You cannot have a meaningful, effective relationship with a client when people who are not within the [attorney–client] privilege stand between you and the client. — David Nevin, defense counsel for Khalid Sheikh Mohammed
With those words, Mr. Nevin summarized his position and that of the other four defense teams in the pre-trial hearings in the 9/11 military commission held at Guantánamo Bay, Cuba, and observed by the ACLU via delayed feed at Fort Meade, Maryland, between June 17 and 21. The week was dominated by testimony from military officials tasked with overseeing the detention of the military commission defendants at Guantánamo. By week's end, a picture of defense-counsel frustration emerged; in the words of Cheryl Bormann, lawyer for Waleed bin Attash, "The gig was rigged."
The recent hearings in the 9/11 case were only the latest military commission proceedings, which the ACLU has monitored since they began, to draw attention to the system's many faults. ACLU staff attorney Alex Abdo has helpfully explained the main objections to the commissions, as summarized by Mark Martins, the commissions' chief prosecutor: "the commissions are ‘unsettled,' ‘unfair,' ‘unnecessary,' ‘unknown,' and ‘unbounded.'" Issues have ranged from over-classification and a lack of public access, to a lack of resources for the defense teams. The hearings in June highlighted another problem: the inability of defense counsel to perform their duties due to restrictive, confusing, and inconsistently applied orders regulating their communications with their clients. (You can read about recent revelations of attorney-client surveillance at Guantánamo here.)
At stake were the barriers the military has erected between defendants and their lawyers, including provisions put in place by Admiral Woods, the former commander of Joint Task Force-Guantánamo, that regulate the flow of information into the detention facility. The defense argued that those provisions both breached attorney-client privilege and banned materials necessary to the defense, making it impossible for defense counsel to do their jobs effectively. In one instance, Ms. Bormann said she had been barred from bringing a copy of The Black Banners, a book by Ali H. Soufan that has a chapter devoted to her client, Waleed bin Attash, to a client meeting at the detention center. She suggested a solution that laid plain the absurdity of some of the rules, asking Admiral Woods if she could send her client a re-typed version of the chapter, signed by her and marked as privileged information. He answered yes because that document would fall under the definition of privileged communications, which can be delivered to the detainees, while the book itself would not.

-*-*-

* _QUESTIONS TO ANSWER_
**A)** In the article on the 9/11 commission hearings, what book was Ms. Bormann barred from bringing to a client meeting at the detention center?
**B)** Summarize the article on the 9/11 commission hearings in two sentences.
**C)** From the article on the 9/11 commission hearings, copy the passage that begins at the words "The recent hearings" and stops after "at Guantánamo here.)".
The records after this point are not needed for any of the work here.

-*-*-

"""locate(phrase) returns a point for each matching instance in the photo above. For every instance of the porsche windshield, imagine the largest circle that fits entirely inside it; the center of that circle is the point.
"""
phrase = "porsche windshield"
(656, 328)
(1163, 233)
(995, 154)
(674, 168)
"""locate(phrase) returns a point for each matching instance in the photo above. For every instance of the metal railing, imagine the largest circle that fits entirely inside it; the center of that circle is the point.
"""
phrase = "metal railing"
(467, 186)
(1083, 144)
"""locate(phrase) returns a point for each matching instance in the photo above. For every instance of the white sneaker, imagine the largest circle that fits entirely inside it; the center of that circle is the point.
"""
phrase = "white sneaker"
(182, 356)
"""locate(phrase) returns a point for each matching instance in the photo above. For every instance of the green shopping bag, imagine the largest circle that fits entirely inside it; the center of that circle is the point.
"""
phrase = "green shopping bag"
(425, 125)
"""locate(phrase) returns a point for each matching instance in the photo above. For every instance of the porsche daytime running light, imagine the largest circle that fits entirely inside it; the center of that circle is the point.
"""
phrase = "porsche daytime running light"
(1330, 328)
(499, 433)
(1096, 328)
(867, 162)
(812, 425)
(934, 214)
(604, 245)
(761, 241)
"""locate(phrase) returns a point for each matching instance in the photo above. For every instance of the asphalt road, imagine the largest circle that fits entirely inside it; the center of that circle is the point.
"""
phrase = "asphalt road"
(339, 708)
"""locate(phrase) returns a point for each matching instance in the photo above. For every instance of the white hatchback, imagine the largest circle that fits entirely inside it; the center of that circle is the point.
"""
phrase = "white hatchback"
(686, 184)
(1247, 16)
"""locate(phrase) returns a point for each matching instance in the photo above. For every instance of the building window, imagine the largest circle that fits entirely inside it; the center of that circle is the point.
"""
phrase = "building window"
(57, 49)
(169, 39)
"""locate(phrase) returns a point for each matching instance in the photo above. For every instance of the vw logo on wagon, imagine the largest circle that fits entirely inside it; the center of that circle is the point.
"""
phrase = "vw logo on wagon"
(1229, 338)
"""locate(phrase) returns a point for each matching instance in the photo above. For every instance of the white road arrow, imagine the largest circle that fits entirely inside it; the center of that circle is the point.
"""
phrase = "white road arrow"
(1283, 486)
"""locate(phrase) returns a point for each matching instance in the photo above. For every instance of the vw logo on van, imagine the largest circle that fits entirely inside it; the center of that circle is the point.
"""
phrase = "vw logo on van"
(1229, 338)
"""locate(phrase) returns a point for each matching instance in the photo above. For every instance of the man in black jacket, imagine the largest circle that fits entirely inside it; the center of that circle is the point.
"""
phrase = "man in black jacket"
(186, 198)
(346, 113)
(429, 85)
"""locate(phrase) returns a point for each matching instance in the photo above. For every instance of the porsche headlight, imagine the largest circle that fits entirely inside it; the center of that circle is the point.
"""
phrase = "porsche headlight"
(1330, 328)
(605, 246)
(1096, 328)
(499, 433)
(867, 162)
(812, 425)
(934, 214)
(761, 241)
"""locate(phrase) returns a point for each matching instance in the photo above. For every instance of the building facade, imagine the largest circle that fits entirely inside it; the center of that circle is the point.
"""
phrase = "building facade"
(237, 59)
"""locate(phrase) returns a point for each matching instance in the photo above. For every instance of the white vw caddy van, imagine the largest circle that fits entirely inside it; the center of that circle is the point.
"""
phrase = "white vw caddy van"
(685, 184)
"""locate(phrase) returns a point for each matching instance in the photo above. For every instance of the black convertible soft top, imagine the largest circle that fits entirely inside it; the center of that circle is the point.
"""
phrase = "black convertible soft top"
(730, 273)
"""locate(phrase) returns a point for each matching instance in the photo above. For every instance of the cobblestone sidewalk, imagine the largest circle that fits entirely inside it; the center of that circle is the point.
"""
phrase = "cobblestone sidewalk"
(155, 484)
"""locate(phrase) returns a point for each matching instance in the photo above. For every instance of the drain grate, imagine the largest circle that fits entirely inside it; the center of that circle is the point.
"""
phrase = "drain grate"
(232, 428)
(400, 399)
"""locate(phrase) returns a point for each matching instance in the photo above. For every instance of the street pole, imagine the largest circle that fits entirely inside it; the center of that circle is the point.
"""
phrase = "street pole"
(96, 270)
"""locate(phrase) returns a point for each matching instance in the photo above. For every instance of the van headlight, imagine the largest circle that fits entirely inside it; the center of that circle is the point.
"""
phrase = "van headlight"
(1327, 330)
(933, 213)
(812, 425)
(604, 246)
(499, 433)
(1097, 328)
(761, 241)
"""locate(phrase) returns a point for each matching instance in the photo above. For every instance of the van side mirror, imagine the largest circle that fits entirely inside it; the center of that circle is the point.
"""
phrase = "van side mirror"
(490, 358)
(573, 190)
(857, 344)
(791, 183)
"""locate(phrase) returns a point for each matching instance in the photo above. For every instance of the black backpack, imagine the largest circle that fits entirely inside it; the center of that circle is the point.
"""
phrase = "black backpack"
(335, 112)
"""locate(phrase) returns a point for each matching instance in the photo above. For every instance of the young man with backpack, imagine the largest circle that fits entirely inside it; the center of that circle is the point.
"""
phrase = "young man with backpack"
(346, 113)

-*-*-

* _ANSWERS BELOW_
**A)** The Black Banners, a book by Ali H. Soufan.

**B)** The June 17–21 pre-trial hearings in the 9/11 military commission were dominated by testimony from military officials overseeing the defendants' detention at Guantánamo, and by week's end defense-counsel frustration had emerged. The defense argued that the barriers the military erected between defendants and their lawyers, including provisions by Admiral Woods, breached attorney-client privilege and banned materials needed for the defense, making it impossible for counsel to do their jobs effectively.

**C)**
The recent hearings in the 9/11 case were only the latest military commission proceedings, which the ACLU has monitored since they began, to draw attention to the system's many faults. ACLU staff attorney Alex Abdo has helpfully explained the main objections to the commissions, as summarized by Mark Martins, the commissions' chief prosecutor: "the commissions are ‘unsettled,' ‘unfair,' ‘unnecessary,' ‘unknown,' and ‘unbounded.'" Issues have ranged from over-classification and a lack of public access, to a lack of resources for the defense teams. The hearings in June highlighted another problem: the inability of defense counsel to perform their duties due to restrictive, confusing, and inconsistently applied orders regulating their communications with their clients. (You can read about recent revelations of attorney-client surveillance at Guantánamo here.)